### [WORK TO DO]
Can you rewrite the rows from the line containing "For each instance of the belt" through the end of the rows, both ends included, with "set down" replaced by "place" and everything else left unchanged?

### [DATA PROVIDED]
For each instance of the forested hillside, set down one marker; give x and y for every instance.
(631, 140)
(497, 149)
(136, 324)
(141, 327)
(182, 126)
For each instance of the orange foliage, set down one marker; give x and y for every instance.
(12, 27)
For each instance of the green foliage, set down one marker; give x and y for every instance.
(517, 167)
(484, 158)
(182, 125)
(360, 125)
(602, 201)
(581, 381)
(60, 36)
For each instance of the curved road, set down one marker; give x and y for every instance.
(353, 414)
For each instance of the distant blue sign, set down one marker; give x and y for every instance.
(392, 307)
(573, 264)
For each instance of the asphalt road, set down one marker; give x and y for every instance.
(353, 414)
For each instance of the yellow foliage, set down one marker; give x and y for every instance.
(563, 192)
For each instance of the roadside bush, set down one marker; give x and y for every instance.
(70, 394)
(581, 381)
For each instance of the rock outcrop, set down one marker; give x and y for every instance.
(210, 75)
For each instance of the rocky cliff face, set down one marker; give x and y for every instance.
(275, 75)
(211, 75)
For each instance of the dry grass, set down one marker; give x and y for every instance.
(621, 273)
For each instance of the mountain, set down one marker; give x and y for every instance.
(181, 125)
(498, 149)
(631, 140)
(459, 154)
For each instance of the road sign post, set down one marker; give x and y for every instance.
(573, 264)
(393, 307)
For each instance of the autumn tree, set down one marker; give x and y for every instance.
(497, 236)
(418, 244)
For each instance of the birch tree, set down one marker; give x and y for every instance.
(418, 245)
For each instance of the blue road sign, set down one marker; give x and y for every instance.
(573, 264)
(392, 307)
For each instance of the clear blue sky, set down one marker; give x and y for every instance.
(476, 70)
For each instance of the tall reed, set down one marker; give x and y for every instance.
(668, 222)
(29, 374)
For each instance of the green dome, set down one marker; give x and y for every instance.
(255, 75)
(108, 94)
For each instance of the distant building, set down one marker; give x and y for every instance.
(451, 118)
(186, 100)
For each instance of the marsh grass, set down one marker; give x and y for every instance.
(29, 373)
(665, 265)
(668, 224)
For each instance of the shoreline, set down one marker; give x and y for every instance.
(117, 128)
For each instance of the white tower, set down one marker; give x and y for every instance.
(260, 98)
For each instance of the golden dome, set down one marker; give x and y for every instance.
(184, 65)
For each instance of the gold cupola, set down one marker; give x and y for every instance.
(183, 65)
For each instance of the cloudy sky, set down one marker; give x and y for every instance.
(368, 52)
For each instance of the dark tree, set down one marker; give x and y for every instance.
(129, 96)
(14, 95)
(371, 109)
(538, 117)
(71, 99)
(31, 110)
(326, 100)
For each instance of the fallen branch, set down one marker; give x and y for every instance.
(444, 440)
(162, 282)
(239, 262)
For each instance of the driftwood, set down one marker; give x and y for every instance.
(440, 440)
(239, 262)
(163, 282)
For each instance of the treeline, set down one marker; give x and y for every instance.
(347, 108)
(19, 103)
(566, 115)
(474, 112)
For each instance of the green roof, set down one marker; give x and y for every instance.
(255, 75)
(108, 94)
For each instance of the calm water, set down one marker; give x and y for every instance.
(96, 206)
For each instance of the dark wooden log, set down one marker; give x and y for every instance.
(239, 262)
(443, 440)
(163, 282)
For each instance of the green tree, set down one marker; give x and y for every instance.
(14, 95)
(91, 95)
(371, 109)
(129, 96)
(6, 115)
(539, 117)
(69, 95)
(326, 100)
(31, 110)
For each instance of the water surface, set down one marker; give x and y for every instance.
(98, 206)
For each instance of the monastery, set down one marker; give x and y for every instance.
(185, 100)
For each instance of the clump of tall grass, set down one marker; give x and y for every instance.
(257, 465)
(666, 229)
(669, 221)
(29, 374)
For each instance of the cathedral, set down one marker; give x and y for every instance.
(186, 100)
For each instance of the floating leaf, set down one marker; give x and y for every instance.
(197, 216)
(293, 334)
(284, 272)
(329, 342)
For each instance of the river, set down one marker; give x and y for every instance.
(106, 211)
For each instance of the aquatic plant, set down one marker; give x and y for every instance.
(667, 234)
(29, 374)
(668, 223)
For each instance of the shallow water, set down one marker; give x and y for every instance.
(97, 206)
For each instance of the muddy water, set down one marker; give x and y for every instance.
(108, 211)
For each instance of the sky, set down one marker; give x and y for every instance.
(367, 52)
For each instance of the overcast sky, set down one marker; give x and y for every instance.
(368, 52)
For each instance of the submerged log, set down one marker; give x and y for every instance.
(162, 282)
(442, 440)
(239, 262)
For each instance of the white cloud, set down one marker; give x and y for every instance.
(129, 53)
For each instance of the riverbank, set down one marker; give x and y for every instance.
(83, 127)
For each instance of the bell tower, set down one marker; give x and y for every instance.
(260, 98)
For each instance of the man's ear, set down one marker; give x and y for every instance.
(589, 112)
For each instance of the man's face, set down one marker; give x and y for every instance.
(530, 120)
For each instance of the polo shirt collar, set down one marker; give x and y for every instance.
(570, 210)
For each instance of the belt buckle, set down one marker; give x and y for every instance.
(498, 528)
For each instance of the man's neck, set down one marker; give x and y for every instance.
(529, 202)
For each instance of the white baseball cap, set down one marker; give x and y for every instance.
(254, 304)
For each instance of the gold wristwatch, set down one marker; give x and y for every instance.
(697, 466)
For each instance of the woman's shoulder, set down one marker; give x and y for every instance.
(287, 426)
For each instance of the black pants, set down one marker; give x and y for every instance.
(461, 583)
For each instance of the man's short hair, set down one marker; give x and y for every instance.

### [CORRECT ANSWER]
For each instance of the belt buckle, place one marker; give x and y for every instance.
(498, 528)
For each instance of the man's neck, place one marker; give x and y for every instance.
(529, 202)
For each instance of the white baseball cap, place one marker; give x and y for every instance.
(254, 304)
For each instance of the gold wristwatch, place one marker; give x and y for every instance.
(697, 466)
For each instance of the woman's shoulder, place one marker; give x and y for every instance.
(287, 426)
For each instance of the black pants, place one marker; give x and y for every instance.
(461, 583)
For each instance of the man's short hair, place one marker; give x and y for every instance.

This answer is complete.